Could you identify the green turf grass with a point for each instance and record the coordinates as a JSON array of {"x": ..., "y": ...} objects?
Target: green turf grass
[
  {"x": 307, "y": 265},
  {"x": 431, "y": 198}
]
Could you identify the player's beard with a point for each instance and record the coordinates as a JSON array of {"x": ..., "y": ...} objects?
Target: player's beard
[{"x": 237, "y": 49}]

######

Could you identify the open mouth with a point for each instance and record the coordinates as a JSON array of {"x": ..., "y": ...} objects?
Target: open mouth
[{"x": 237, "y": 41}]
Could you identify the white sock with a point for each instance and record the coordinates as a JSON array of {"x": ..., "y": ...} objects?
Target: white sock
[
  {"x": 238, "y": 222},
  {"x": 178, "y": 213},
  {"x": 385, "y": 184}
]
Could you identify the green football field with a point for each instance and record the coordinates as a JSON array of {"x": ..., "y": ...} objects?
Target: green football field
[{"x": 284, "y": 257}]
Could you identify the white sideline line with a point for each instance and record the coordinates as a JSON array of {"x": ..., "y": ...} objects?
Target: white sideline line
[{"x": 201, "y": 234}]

######

### CHALLENGE
How many lines in the data above contain the string "football"? Case matters. Reply with the number only.

### OUTPUT BELOW
2